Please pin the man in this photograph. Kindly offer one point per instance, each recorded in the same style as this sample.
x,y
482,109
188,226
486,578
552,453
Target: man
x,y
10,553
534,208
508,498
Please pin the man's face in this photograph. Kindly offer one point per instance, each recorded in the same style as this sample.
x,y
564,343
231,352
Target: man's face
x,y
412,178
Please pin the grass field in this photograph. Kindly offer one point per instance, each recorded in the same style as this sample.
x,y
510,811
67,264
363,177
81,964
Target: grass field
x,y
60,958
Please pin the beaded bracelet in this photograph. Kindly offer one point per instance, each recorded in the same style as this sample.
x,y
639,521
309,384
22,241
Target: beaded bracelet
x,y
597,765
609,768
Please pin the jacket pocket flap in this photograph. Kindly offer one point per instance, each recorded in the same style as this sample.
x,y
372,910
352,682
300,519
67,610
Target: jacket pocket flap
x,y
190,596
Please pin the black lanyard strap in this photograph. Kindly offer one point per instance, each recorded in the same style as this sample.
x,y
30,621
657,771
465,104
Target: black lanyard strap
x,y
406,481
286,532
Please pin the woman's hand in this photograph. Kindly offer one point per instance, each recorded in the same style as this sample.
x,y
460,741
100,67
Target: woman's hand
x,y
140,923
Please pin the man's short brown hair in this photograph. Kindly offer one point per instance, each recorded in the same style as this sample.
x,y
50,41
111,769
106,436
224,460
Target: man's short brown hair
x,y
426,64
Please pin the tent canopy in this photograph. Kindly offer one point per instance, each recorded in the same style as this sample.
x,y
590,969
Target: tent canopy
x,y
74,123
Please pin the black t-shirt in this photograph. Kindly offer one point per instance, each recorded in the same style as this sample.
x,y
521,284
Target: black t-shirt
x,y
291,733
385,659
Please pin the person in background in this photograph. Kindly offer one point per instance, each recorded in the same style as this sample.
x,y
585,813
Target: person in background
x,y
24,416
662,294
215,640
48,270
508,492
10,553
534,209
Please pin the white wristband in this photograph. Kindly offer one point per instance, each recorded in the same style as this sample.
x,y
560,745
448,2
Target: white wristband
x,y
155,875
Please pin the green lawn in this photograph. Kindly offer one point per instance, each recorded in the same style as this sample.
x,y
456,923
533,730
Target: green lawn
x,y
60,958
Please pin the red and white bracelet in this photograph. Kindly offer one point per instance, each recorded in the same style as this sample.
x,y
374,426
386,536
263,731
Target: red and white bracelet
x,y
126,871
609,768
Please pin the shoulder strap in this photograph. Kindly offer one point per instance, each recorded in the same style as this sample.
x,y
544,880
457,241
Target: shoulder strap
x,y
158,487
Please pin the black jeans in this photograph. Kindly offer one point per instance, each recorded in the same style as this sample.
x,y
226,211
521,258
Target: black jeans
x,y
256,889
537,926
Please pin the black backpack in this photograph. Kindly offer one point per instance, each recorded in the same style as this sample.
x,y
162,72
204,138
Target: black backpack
*-*-*
* Problem description
Extract every line of the listing above verbatim, keeping each line unchanged and in its original order.

* Output of the task
Please pin the man in this photograph. Kindly offer one point per instance, each recorded in the same style as this sample.
x,y
482,109
188,226
486,578
552,453
Target: man
x,y
10,553
534,208
508,498
Please pin the man's face in this photograph. Kindly offer one point per instance, each recorded in the same style as this sample.
x,y
564,343
231,352
Target: man's face
x,y
412,178
Please pin the grass field in this photograph. Kindly offer one point per instance, each recorded in the same style as this sample.
x,y
510,811
67,264
363,177
81,964
Target: grass field
x,y
60,958
Please pin the beaded bracelet in this photograph. Kindly offer one point per instance, each recorded in the same style as this sample.
x,y
639,521
309,384
22,241
Target: beaded bracelet
x,y
597,765
609,768
Please pin the jacket pocket flap in this photograph. Kindly offer one point per instance, each recorded in the same style as this sample.
x,y
372,910
352,682
300,519
67,610
Target: jacket pocket flap
x,y
190,596
Please pin the black lanyard strap in this photograph. Kindly offer one point per instance, each recorded in the same style as this sample.
x,y
30,621
657,771
465,104
Target: black lanyard strap
x,y
406,481
286,532
Please pin the woman's hand in this photograph. Kindly offer one point per instance, each recorded in the same style as this sample.
x,y
460,741
100,67
Target: woman's hand
x,y
140,923
Please pin the man's short brown hair in this photograph. Kindly offer one point per instance, each recorded in the same style as this sample.
x,y
50,41
111,769
106,436
224,460
Target: man's short brown hair
x,y
426,64
Please pin the tent canopy in this photograph. Kindly offer one point per instance, each recorded in the same style as this sample.
x,y
590,969
Target: tent canopy
x,y
74,123
Please pin the black t-shirt in this photograph. Kindly offer one point per instance, each recorded in the same style as this sample.
x,y
521,284
Target: black t-shirt
x,y
291,733
385,659
Please pin the person in background in this photograph. Kindly offer one point per instance, each recorded in the same style as this sample.
x,y
585,813
Target: person in background
x,y
24,416
662,294
215,640
48,270
508,492
10,553
534,209
Please pin the white wristband in this photograph. Kindly offer one point per instance, each recorded in the same style as this sample.
x,y
560,745
448,2
Target: white wristband
x,y
155,875
Please pin the green lawn in this photograph. Kindly offer one point per instance, each recorded in the same style as this sample.
x,y
456,923
533,730
Target: green lawn
x,y
60,958
Please pin the red and white bracelet in this photograph. Kindly offer one point per instance, each recorded in the same style as this sample.
x,y
374,426
386,536
263,731
Target: red and white bracelet
x,y
126,871
609,768
Please pin the shoulder strap in this photograph. Kindly offer one point per instance, each recorded in the same style as this sample.
x,y
544,880
457,241
Target: shoulder strap
x,y
158,487
Please pin the black jeans in this photograph. Kindly offer one point per instance, each recorded in the same style as this sample.
x,y
226,211
521,258
Target: black jeans
x,y
256,889
537,926
Please pin the black backpack in this photograph. Kindly offer one point per instance, each recorded in the same style as this sample.
x,y
162,72
204,138
Target: black backpack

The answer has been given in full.